** BEGIN Quoted passage **
Data structure¶
Pymepps is a system to read and process meteorological data. So we defined some base types and tools for an easier read and process workflow.
File handlers¶
File handlers are used to read in the data. A file handler is working on file basis, such that one file handler could only process one file. There different file handlers for different file types. Some are only to read in spatial data and some could only read in time series data. But all file handlers have three common methods:
- Method to load the data into the memory
- Method to get the variable names within the file
- Method to extract a variable and prepare the variable for the dataset.
The method to extract a variable uses a message based interface so that similar files could be merged within a dataset.
NetCDF handler¶
The NetCDF handler could be used to read in netcdf files. The NetCDF handler is based on the xarray and the netcdf4 package, so it is also possible to load opendap data streams with this handler. The NetCDF handler could be used to read in spatial and time series files. At the moment the load of time series data with this handler is only tested for measurement data from the “Universtät Hamburg”.
Grib handler¶
The grib handler could be used to read in grib1 and grib2 files. The grib handler is based on the pygrib package. The grib handler could be only used to read in spatial data, due to the requirements of a grib file.
At the moment there are only these two differnt file handlers, but it is planned to implement some other file handlers to read in hdf4/5 and csv based data.
Dataset¶
Datasets are used to combine file handlers and to manage the variable selection. A dataset is working at multiple file level. The messages of the file handlers are bundled to spatial or time series data. So the two different dataset types the spatial and the times series dataset have a merge method in common.
Spatial dataset¶
A spatial dataset is used to combine the file handlers, which are capable to read in spatial data. The spatial dataset interacts on the same level as the climate data operators (cdo). So it is possible to process the data of a spatial dataset with some of the cdos. A method for the general support of the cdos is planned. The spatial dataset also creates the grid for the spatial data. The grid could be either predefined or is read in with the griddes function from the cdo.
** END Quoted passage **
** BEGIN Data extract **
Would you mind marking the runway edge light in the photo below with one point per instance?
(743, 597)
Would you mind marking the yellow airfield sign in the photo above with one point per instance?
** END Data extract **
◆ **What you will do**:
• A. Translate into German this sentence from the Pymepps data structure text: "The spatial dataset also creates the grid for the spatial data."
• B. Decide whether each statement agrees with the Pymepps data structure text. Answer yes or no, and quote the deciding words.
(i) The grib handler can read in time series data.
(ii) The NetCDF handler is built on the xarray and netcdf4 packages.
(iii) A method for general support of the cdos already exists.
• C. In the Pymepps data structure text, what kinds of data are the planned additional file handlers meant to read in?

◆ **Answers below**:
• A. Der räumliche Datensatz erzeugt außerdem das Gitter für die räumlichen Daten.

• B.
(i) No: "The grib handler could be only used to read in spatial data"
(ii) Yes: "The NetCDF handler is based on the xarray and the netcdf4 package"
(iii) No: "A method for the general support of the cdos is planned."

• C. hdf4/5 and csv based data.